# Supplied records
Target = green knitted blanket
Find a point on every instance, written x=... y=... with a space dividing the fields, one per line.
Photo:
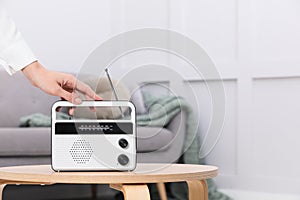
x=161 y=112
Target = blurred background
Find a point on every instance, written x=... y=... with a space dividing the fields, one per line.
x=255 y=45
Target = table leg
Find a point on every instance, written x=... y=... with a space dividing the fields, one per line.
x=133 y=191
x=2 y=186
x=162 y=191
x=198 y=190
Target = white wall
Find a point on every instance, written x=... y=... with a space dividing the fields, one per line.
x=255 y=45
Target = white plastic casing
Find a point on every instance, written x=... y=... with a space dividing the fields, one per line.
x=92 y=152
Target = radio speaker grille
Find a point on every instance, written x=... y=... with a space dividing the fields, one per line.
x=81 y=151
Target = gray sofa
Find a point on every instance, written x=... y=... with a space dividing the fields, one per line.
x=28 y=146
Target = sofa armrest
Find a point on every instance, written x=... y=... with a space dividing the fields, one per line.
x=25 y=142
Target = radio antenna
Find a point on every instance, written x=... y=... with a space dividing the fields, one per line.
x=113 y=89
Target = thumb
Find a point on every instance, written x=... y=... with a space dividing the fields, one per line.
x=69 y=96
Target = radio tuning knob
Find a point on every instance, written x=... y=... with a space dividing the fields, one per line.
x=123 y=159
x=123 y=143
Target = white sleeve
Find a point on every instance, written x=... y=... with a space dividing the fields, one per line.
x=14 y=52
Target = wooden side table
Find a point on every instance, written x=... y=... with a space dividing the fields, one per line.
x=132 y=184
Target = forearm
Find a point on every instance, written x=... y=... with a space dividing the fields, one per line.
x=13 y=49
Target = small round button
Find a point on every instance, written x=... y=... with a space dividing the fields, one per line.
x=123 y=159
x=123 y=143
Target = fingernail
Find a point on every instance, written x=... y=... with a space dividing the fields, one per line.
x=78 y=100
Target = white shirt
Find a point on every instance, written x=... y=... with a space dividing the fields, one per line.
x=14 y=52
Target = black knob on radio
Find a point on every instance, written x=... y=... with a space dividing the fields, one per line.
x=123 y=143
x=123 y=159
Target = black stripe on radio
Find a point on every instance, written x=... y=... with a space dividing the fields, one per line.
x=62 y=128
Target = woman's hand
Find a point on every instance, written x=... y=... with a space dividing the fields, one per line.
x=59 y=84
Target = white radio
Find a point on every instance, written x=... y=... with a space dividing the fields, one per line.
x=89 y=141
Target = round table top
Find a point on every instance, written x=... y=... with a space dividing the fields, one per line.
x=144 y=173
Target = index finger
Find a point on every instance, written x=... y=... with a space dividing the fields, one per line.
x=86 y=90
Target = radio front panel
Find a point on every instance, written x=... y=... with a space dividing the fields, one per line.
x=89 y=139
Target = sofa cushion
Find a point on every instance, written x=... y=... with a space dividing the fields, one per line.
x=153 y=139
x=19 y=98
x=25 y=142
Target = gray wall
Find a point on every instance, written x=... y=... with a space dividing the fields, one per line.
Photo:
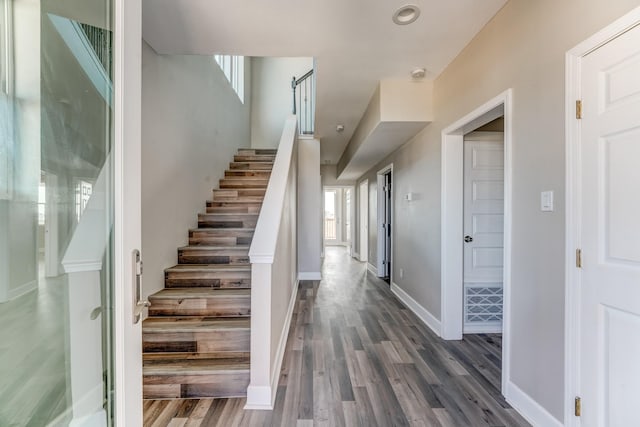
x=192 y=124
x=523 y=47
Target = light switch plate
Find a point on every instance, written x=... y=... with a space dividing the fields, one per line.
x=546 y=201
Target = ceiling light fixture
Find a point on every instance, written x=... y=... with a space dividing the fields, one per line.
x=418 y=73
x=406 y=14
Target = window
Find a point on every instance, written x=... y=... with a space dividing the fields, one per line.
x=83 y=194
x=233 y=68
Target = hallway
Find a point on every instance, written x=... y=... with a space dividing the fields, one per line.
x=357 y=357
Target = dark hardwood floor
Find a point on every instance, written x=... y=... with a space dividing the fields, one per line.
x=357 y=357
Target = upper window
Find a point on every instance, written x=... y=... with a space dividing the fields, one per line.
x=233 y=68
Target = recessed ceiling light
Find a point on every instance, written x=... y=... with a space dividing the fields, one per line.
x=406 y=14
x=418 y=73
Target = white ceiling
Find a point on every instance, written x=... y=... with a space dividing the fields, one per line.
x=355 y=43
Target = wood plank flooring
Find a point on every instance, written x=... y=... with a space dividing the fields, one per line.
x=357 y=357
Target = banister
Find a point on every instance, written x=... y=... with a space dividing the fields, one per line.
x=304 y=102
x=265 y=237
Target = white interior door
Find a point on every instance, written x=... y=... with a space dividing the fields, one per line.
x=609 y=218
x=364 y=221
x=332 y=216
x=483 y=231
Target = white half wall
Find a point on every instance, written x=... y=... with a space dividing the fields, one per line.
x=192 y=124
x=273 y=97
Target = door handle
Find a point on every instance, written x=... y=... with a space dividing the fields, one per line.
x=138 y=303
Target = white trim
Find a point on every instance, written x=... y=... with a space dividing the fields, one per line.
x=529 y=408
x=23 y=289
x=363 y=255
x=413 y=305
x=263 y=397
x=380 y=195
x=372 y=268
x=572 y=203
x=126 y=151
x=452 y=217
x=309 y=275
x=482 y=329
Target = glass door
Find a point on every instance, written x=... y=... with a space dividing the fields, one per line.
x=56 y=213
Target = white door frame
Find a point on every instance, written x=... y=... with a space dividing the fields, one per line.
x=127 y=221
x=452 y=220
x=380 y=209
x=572 y=151
x=363 y=227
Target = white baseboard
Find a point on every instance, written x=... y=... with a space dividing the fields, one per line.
x=372 y=268
x=529 y=408
x=310 y=275
x=23 y=289
x=413 y=305
x=263 y=397
x=482 y=329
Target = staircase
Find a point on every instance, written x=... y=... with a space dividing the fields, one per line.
x=196 y=338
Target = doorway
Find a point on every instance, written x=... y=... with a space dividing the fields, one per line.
x=602 y=299
x=483 y=226
x=452 y=214
x=385 y=221
x=363 y=194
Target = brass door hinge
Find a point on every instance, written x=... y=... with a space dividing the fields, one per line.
x=578 y=109
x=579 y=258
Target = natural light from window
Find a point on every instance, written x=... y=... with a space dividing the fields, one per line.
x=233 y=68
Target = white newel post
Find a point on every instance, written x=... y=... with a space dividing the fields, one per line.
x=85 y=345
x=82 y=262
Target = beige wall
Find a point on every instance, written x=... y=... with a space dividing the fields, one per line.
x=192 y=124
x=522 y=48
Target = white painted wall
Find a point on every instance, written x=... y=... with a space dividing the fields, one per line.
x=309 y=209
x=18 y=214
x=192 y=124
x=523 y=48
x=272 y=96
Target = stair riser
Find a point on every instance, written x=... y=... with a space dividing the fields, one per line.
x=227 y=221
x=220 y=307
x=238 y=183
x=206 y=223
x=214 y=280
x=255 y=209
x=197 y=342
x=194 y=257
x=252 y=151
x=249 y=195
x=195 y=386
x=233 y=173
x=251 y=166
x=219 y=241
x=254 y=158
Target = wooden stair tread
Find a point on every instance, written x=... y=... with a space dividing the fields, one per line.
x=193 y=324
x=207 y=268
x=214 y=248
x=195 y=293
x=220 y=230
x=177 y=366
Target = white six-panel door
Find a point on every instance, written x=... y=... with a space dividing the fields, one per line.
x=609 y=215
x=483 y=231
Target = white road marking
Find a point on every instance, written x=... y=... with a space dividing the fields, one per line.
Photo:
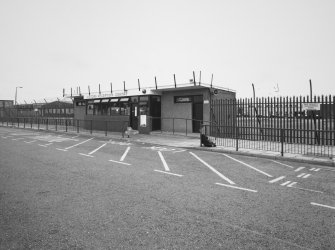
x=277 y=179
x=245 y=189
x=95 y=150
x=310 y=190
x=86 y=155
x=79 y=143
x=213 y=169
x=166 y=167
x=45 y=145
x=17 y=139
x=61 y=149
x=30 y=141
x=249 y=166
x=283 y=164
x=121 y=162
x=179 y=175
x=285 y=183
x=321 y=205
x=303 y=175
x=125 y=154
x=292 y=184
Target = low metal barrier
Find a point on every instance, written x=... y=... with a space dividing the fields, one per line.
x=67 y=125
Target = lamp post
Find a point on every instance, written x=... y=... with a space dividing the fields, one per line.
x=16 y=94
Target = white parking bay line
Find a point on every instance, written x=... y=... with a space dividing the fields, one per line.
x=166 y=167
x=213 y=169
x=30 y=141
x=321 y=205
x=121 y=162
x=86 y=155
x=179 y=175
x=95 y=150
x=249 y=166
x=283 y=164
x=125 y=154
x=17 y=139
x=245 y=189
x=61 y=149
x=277 y=179
x=44 y=145
x=292 y=184
x=78 y=143
x=285 y=183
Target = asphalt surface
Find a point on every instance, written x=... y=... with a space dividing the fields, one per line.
x=66 y=191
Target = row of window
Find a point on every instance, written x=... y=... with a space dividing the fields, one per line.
x=118 y=106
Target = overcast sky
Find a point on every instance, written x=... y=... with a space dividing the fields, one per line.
x=48 y=45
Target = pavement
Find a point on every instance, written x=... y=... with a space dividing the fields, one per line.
x=192 y=141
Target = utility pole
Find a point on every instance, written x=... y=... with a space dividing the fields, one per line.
x=16 y=94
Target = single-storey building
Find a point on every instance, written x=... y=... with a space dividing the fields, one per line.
x=180 y=109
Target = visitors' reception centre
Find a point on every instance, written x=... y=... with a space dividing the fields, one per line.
x=182 y=108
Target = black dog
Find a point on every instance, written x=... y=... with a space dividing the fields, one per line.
x=206 y=141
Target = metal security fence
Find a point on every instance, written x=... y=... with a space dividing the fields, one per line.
x=67 y=125
x=288 y=125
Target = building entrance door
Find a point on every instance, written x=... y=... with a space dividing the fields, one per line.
x=197 y=113
x=134 y=116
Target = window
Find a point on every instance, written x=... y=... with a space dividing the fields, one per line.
x=90 y=108
x=124 y=108
x=182 y=99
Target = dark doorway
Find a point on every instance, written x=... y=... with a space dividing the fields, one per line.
x=155 y=107
x=134 y=116
x=197 y=113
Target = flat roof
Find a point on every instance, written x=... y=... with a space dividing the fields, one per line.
x=145 y=91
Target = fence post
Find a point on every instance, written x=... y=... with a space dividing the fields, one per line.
x=237 y=135
x=186 y=127
x=282 y=134
x=173 y=125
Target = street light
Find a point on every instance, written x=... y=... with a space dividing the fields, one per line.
x=16 y=94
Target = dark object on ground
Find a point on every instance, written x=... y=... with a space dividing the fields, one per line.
x=206 y=141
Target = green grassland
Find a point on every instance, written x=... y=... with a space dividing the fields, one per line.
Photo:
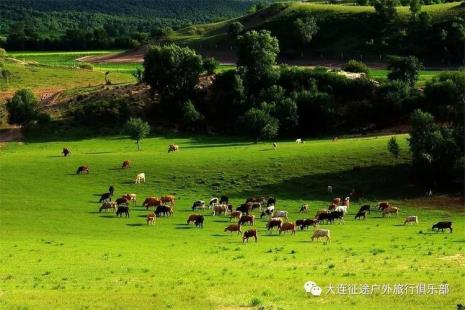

# What you have to do
The reply should hold an exact repeat of the entries from their opening line through the line with "Target = blurred background", and no pictures at all.

# Expected output
Target = green knitted blanket
Find a point on every instance, written x=... y=... with a space dividing the fields, one per line.
Photo:
x=161 y=112
Target = blurred background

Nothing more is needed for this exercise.